Task directions » Retype each entry. Leave nothing out.

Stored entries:
"""

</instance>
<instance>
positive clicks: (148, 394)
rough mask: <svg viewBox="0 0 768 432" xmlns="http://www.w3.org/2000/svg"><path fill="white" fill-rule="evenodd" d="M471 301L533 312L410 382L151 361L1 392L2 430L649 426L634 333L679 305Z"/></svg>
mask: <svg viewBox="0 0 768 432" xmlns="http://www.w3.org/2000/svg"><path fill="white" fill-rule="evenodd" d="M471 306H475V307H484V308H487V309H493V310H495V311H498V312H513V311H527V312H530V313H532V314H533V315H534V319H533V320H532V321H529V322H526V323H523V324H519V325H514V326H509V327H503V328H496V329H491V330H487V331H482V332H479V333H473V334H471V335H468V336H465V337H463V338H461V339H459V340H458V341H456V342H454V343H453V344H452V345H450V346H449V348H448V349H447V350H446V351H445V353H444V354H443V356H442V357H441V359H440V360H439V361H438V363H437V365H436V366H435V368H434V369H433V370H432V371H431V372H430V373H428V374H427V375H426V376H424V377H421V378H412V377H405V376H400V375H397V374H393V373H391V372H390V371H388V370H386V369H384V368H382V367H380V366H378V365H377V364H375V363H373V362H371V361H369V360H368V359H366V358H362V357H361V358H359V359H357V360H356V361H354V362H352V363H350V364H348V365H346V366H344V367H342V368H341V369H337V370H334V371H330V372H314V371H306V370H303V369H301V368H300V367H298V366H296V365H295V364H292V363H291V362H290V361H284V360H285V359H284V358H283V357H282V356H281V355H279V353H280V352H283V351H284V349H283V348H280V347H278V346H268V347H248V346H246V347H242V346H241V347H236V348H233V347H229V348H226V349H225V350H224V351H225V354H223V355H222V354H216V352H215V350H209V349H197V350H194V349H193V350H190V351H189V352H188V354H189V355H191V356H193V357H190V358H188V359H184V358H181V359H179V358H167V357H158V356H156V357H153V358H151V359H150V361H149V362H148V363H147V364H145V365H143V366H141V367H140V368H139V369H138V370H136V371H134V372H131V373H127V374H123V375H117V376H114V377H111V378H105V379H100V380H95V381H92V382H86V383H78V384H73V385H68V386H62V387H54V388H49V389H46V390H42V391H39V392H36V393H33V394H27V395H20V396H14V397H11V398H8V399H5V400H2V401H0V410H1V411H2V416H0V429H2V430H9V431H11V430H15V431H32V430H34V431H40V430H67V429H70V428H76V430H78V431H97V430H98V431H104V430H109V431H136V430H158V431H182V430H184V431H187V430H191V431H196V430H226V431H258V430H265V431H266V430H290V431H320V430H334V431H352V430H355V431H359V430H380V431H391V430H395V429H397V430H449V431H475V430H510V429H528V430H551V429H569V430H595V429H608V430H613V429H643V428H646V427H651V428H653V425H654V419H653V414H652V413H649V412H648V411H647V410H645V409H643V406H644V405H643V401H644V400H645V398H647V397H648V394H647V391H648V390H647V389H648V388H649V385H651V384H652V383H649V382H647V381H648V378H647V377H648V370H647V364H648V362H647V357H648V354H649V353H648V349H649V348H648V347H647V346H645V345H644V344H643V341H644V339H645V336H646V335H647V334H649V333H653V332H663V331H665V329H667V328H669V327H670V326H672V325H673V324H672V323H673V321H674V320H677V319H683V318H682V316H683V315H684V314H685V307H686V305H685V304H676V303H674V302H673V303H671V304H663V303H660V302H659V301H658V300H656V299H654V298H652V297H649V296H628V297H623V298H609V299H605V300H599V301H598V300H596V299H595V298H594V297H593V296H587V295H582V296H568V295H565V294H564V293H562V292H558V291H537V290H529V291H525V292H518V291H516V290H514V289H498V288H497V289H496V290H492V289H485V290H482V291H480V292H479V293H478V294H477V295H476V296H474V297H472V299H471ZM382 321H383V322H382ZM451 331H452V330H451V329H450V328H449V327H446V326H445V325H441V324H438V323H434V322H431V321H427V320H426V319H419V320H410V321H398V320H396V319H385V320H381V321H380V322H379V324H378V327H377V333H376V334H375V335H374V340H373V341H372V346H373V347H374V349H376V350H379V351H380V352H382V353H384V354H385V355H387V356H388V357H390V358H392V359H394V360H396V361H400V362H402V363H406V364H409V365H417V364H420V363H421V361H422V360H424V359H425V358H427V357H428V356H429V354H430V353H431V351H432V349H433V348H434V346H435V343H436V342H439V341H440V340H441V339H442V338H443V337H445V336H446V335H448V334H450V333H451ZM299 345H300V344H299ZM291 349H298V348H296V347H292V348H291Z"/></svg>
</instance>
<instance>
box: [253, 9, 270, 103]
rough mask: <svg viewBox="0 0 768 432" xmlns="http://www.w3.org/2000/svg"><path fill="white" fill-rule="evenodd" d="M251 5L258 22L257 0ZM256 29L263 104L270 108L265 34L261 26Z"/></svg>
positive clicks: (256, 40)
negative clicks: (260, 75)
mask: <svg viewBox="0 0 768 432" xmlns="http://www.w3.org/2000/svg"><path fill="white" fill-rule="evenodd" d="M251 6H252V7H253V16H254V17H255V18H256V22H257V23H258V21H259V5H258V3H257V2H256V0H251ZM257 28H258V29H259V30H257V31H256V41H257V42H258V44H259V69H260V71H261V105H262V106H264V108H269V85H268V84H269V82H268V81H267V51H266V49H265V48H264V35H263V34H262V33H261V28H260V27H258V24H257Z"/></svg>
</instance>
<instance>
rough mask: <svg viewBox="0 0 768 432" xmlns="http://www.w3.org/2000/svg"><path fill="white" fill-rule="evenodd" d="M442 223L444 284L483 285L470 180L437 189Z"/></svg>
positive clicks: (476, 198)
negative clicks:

"""

Solution to this exercise »
</instance>
<instance>
positive clicks: (148, 394)
rough mask: <svg viewBox="0 0 768 432" xmlns="http://www.w3.org/2000/svg"><path fill="white" fill-rule="evenodd" d="M471 301L533 312L410 382L151 361L1 392L2 430L649 426L634 333L679 305Z"/></svg>
mask: <svg viewBox="0 0 768 432" xmlns="http://www.w3.org/2000/svg"><path fill="white" fill-rule="evenodd" d="M471 306H475V307H484V308H487V309H493V310H495V311H498V312H513V311H527V312H530V313H532V314H533V315H534V319H533V320H532V321H529V322H526V323H523V324H519V325H514V326H509V327H503V328H496V329H491V330H487V331H482V332H479V333H473V334H471V335H468V336H465V337H463V338H461V339H459V340H458V341H456V342H454V343H453V344H452V345H450V346H449V348H448V349H447V350H446V351H445V353H444V354H443V356H442V357H441V359H440V360H439V361H438V363H437V365H436V366H435V368H434V369H433V370H432V371H431V372H430V373H428V374H427V375H426V376H424V377H421V378H412V377H405V376H400V375H397V374H393V373H391V372H390V371H388V370H386V369H384V368H382V367H380V366H378V365H377V364H375V363H373V362H371V361H369V360H368V359H366V358H362V357H361V358H359V359H357V360H356V361H354V362H352V363H350V364H348V365H346V366H344V367H342V368H341V369H337V370H334V371H330V372H314V371H306V370H303V369H301V368H300V367H298V366H296V365H295V364H292V363H291V362H290V361H284V360H285V359H284V358H283V357H282V356H281V355H279V353H280V352H283V351H284V349H283V348H280V347H278V346H268V347H248V346H246V347H242V346H241V347H236V348H233V347H229V348H226V349H225V350H224V351H225V354H223V355H222V354H216V352H215V350H209V349H197V350H194V349H193V350H190V351H189V352H188V354H189V355H191V356H193V357H190V358H188V359H184V358H181V359H179V358H167V357H158V356H156V357H153V358H151V359H150V361H149V362H148V363H147V364H145V365H143V366H141V367H140V368H139V369H138V370H136V371H134V372H131V373H127V374H123V375H117V376H114V377H111V378H105V379H100V380H95V381H92V382H86V383H78V384H73V385H68V386H62V387H54V388H49V389H46V390H42V391H39V392H36V393H33V394H27V395H20V396H14V397H11V398H8V399H5V400H2V401H0V410H1V411H2V416H0V429H2V430H9V431H11V430H15V431H32V430H34V431H40V430H67V429H70V428H76V430H78V431H97V430H98V431H104V430H109V431H136V430H158V431H182V430H184V431H187V430H191V431H196V430H226V431H258V430H265V431H266V430H290V431H320V430H334V431H352V430H355V431H359V430H380V431H391V430H395V429H397V430H449V431H475V430H510V429H528V430H551V429H569V430H595V429H608V430H613V429H643V428H646V427H651V428H653V425H654V419H653V414H652V413H649V412H648V411H647V410H645V409H643V406H644V405H643V401H644V400H645V398H647V397H648V394H647V391H648V390H647V389H648V388H649V385H651V384H652V383H649V382H647V381H648V378H647V377H648V370H647V364H648V362H647V357H648V354H649V353H648V349H649V348H648V347H647V346H645V345H644V344H643V341H644V339H645V336H646V335H647V334H649V333H653V332H663V331H665V329H667V328H669V327H670V326H672V325H673V324H672V323H673V321H674V320H677V319H683V318H682V316H683V315H684V314H685V307H686V305H685V304H676V303H674V302H673V303H671V304H663V303H660V302H659V301H658V300H656V299H654V298H652V297H649V296H628V297H623V298H609V299H605V300H599V301H598V300H596V299H595V298H594V297H593V296H587V295H582V296H568V295H565V294H564V293H562V292H558V291H537V290H529V291H525V292H518V291H516V290H514V289H498V288H497V289H496V290H492V289H485V290H482V291H480V292H479V293H478V294H477V295H476V296H474V297H472V299H471ZM382 321H383V322H382ZM451 331H452V330H451V329H450V328H449V327H446V326H445V325H441V324H438V323H434V322H431V321H427V320H426V319H419V320H410V321H398V320H396V319H385V320H381V321H380V322H379V324H378V327H377V333H376V334H375V335H374V340H373V341H372V346H373V347H374V349H376V350H379V351H380V352H382V353H384V354H385V355H387V356H388V357H390V358H392V359H394V360H396V361H400V362H402V363H406V364H409V365H417V364H420V363H421V361H422V360H424V359H425V358H427V357H428V356H429V354H430V353H431V351H432V349H433V348H434V346H435V343H436V342H439V341H440V340H441V339H442V338H443V337H445V336H446V335H448V334H450V333H451ZM299 345H300V344H299ZM291 349H298V348H296V347H292V348H291Z"/></svg>
</instance>
<instance>
box: [253, 9, 270, 103]
rough mask: <svg viewBox="0 0 768 432" xmlns="http://www.w3.org/2000/svg"><path fill="white" fill-rule="evenodd" d="M251 5L258 22L257 0ZM256 29L263 104L270 108L265 34L261 26Z"/></svg>
positive clicks: (256, 40)
negative clicks: (260, 75)
mask: <svg viewBox="0 0 768 432" xmlns="http://www.w3.org/2000/svg"><path fill="white" fill-rule="evenodd" d="M251 6H252V7H253V16H254V17H255V18H256V22H257V23H258V21H259V5H258V3H257V2H256V0H251ZM257 28H258V29H259V30H257V31H256V41H257V42H258V44H259V69H260V71H261V105H262V106H264V108H269V85H268V84H269V82H268V81H267V51H266V49H265V48H264V35H263V34H262V33H261V28H260V27H258V24H257Z"/></svg>
</instance>
<instance>
rough mask: <svg viewBox="0 0 768 432" xmlns="http://www.w3.org/2000/svg"><path fill="white" fill-rule="evenodd" d="M442 223L444 284L483 285L470 180L437 189Z"/></svg>
positive clicks: (476, 198)
negative clicks:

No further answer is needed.